### SELECTED EXCERPT
>>>

But are investors right to still be shunning UK equities? The United Kingdom has a rich history of innovation, global trade, and solid financial markets. And it is still home to a number of leading global companies and fast-growing smaller firms with exciting opportunities.

Here are five different UK ‘All Companies’ funds to consider

What makes investing in the UK attractive?

One of the primary factors that makes UK equities appealing is our robust financial sector. London is a global financial hub, home to the London Stock Exchange (LSE), which ranks among the largest stock exchanges in the world. The LSE provides access to a wide range of companies from various sectors, including finance, technology, healthcare, and energy, offering investors ample choices to build a diversified portfolio.

The UK’s strong legal and regulatory framework also adds to its appeal as investors benefit from transparency, stability, and protection of their rights.

And, contrary to popular belief, the UK isn’t all about banks and oil companies. The UK government’s support for research and development, coupled with the presence of world-class universities and a commitment to innovation and technology also positions it as a leader in sectors such as fintech and artificial intelligence.

<<<

### TASK 1
In the passage on investing in UK equities, which sectors does the London Stock Exchange give investors access to?
### TASK 2
Extend the passage on investing in UK equities, continuing from its final sentence.

### DATA EXCERPT
>>>

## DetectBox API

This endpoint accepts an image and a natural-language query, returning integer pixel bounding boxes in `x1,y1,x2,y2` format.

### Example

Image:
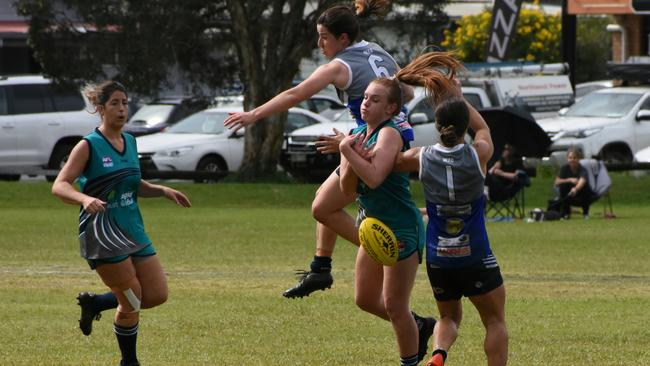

<<<

### RESULT 1
Finance, technology, healthcare, and energy, among others.

### RESULT 2
For income investors, the UK is also attractive because it has a strong history of dividend culture. Many UK-listed companies have a consistent track record of paying dividends, providing investors with a regular income stream. During periods of low economic growth, these dividends can play a crucial role in boosting total returns.

Searching for opportunities

While researching the hundreds of different companies on the UK stock market might be a bit much for the average person, a professional fund manager can do this for you. They can pool your money with that of other investors and place it in a number of different businesses they think can do well over time.

UK equity funds come in many shapes and sizes. Some will invest only in larger, multi-national companies, while others will focus on the UKs smallest businesses, hoping to invest early in their journey and benefit from their growth. Some UK equity funds will focus solely on making your capital grow while others will also look to produce a regular income from dividends. And not all UK equity funds will search out quality companies that offer stability  – opportunities can also be found among those that have suffered a setback, but where long-term prospects look good.

What makes investing in the UK attractive

Here are five different UK ‘All Companies’ funds to consider:

  1. AXA Framlington UK Mid Cap fund focuses on medium-sized companies, but its manager will be pragmatic about including select opportunities from the smaller companies space too, as well as letting winning mid-cap holdings grow into larger-sized companies.
  2. CT UK Extended Alpha invests primarily in large UK companies, but with an unusual approach. As the name suggests, the manager aims to extend investors’ potential returns by buying stocks he expects to do well and also looking to make money on stocks he expects to do badly (shorting).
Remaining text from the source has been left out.